**Work instructions:** Repeat the entries exactly as they appear.
═════ Data supplied ═════
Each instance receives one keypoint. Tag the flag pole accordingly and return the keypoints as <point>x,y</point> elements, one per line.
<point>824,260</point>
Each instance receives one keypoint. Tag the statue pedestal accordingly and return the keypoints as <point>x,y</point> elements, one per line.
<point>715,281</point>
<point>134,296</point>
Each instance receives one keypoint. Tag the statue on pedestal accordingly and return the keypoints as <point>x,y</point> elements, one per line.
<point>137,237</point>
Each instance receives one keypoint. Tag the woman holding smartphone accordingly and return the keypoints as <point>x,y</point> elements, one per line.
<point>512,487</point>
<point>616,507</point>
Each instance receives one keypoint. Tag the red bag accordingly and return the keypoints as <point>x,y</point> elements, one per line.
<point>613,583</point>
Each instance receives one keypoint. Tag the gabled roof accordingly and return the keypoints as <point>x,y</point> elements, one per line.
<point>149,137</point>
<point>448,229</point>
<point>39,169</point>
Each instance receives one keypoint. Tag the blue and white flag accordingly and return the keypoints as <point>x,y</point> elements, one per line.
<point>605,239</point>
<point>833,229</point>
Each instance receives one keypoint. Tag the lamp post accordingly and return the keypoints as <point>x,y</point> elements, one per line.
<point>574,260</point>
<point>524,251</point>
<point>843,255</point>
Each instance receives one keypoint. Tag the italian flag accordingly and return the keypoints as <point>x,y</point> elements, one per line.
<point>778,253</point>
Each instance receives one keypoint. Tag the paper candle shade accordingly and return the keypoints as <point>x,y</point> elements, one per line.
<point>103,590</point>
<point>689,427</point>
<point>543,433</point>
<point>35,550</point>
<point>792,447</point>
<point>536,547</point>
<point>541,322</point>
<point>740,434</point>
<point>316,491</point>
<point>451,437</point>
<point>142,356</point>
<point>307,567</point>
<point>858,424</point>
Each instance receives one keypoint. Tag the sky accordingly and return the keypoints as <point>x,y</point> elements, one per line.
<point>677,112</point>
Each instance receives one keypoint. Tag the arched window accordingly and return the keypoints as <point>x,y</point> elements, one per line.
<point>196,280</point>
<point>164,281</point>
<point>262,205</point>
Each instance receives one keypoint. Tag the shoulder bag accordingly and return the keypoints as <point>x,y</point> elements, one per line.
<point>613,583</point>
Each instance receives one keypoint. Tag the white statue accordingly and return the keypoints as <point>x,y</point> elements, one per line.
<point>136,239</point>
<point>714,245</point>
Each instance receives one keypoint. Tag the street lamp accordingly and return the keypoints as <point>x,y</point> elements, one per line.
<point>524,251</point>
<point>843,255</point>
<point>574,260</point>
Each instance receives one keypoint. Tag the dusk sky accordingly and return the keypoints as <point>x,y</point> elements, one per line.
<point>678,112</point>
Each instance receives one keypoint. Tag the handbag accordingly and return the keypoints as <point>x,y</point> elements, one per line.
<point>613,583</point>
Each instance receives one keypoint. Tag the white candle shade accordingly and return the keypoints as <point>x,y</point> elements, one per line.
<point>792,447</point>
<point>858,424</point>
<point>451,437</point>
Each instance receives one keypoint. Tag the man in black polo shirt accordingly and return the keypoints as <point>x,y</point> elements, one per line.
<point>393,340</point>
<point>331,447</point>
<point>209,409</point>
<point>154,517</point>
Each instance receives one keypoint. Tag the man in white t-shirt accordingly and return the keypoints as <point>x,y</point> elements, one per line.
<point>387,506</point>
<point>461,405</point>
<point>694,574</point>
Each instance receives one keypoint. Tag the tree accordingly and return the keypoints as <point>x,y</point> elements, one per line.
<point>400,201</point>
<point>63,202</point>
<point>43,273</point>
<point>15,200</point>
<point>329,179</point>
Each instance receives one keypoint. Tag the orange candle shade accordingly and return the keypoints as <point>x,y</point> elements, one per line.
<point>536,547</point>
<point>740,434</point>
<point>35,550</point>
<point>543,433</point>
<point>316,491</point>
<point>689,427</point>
═════
**Exercise response:**
Each instance receives one keypoint. Tag the flag pole accordingly and return the keypoints as <point>x,y</point> elements, one per line.
<point>824,260</point>
Each instance receives one keypoint. Tag the statue pedestal accordingly and return the keypoints as <point>x,y</point> elements, one per line.
<point>715,281</point>
<point>134,296</point>
Each instance receives one keypoint. Tag the statue on pedestal accordingly and return the keypoints as <point>x,y</point> elements, one per line.
<point>137,237</point>
Each instance receives one keypoint. Tag the woman holding smartphone accordingly and return the keypoints as <point>x,y</point> elements, one per line.
<point>512,487</point>
<point>616,507</point>
Each instance receives one keypoint. Tag the red bag accordingly and return the keypoints as <point>x,y</point> elements, one per line.
<point>613,583</point>
Each instance receives one keypoint. Tag the gabled roof accordingly and return the keypoints as <point>x,y</point> elements, one per line.
<point>149,137</point>
<point>448,229</point>
<point>39,169</point>
Each instance receives one keypoint. Tag the blue and white flag accordingly and return the keypoints as <point>x,y</point> elements, one per line.
<point>605,239</point>
<point>833,229</point>
Each instance receives one keypoint. Tag the lamp post accordingly and return the keypoints as <point>x,y</point> elements, one per line.
<point>574,260</point>
<point>524,251</point>
<point>843,255</point>
Each instance receives one keypoint. Tag the italian flag accordingly and return the keypoints as <point>x,y</point> elements, one per line.
<point>778,253</point>
Each instance receives one keypoint. Tag the paper candle shade accordingly and return the keypoints as <point>x,y</point> elements, one per line.
<point>103,590</point>
<point>689,427</point>
<point>543,433</point>
<point>35,550</point>
<point>792,447</point>
<point>536,547</point>
<point>541,322</point>
<point>740,434</point>
<point>316,491</point>
<point>451,437</point>
<point>142,356</point>
<point>307,567</point>
<point>858,424</point>
Each instance receives one keypoint. Tag the sky accordingly and return the keypoints as <point>x,y</point> elements, one per line.
<point>677,112</point>
Each instance receives one keypoint. Tag the arched window accordingly and return the keypoints as <point>x,y</point> elements, one per line.
<point>196,280</point>
<point>164,281</point>
<point>262,205</point>
Each instance receives one keypoint. Tag the shoulder bag accordingly and return the keypoints as <point>x,y</point> elements, one per line.
<point>613,583</point>
Each instance receives one keypoint. Tag the white statue accordingly and return the keypoints as <point>x,y</point> elements, one per line.
<point>136,239</point>
<point>714,245</point>
Each instance receives one keypoint. Tag the street lamp accordingly and return the keypoints as <point>x,y</point> elements, one per line.
<point>524,251</point>
<point>843,255</point>
<point>574,260</point>
Each instance receives one keypoint. Tag the dusk sky accordingly and return the keypoints as <point>x,y</point> elements, one per line.
<point>678,112</point>
Each instance receives one keypoint. Tag the handbag accordingly and return the keypoints as <point>x,y</point> elements, one per line.
<point>613,583</point>
Each instance receives one keypoint. Tag the white candle shade accordingly and return the keypoints as <point>x,y</point> elements, one per line.
<point>792,447</point>
<point>858,424</point>
<point>451,437</point>
Each instance receives one keypoint. Tag the man in black polo shirt accordingly and return the keypoints as <point>x,y</point> elements, one per line.
<point>393,340</point>
<point>331,447</point>
<point>209,409</point>
<point>154,517</point>
Each instance receives one keypoint. Tag the man in white t-shirt accordingly and return the keypoints as <point>x,y</point> elements, one per line.
<point>387,506</point>
<point>461,405</point>
<point>694,574</point>
Each instance receives one keypoint. Tag the tree accordingly and return the keypoints as <point>x,y</point> elements, one per line.
<point>400,201</point>
<point>63,202</point>
<point>43,273</point>
<point>15,200</point>
<point>329,179</point>
Each instance receives one keypoint. Tag the orange candle shade accordingly and return the keypoints as <point>x,y</point> elements, one per line.
<point>536,547</point>
<point>740,434</point>
<point>35,550</point>
<point>543,433</point>
<point>316,491</point>
<point>689,427</point>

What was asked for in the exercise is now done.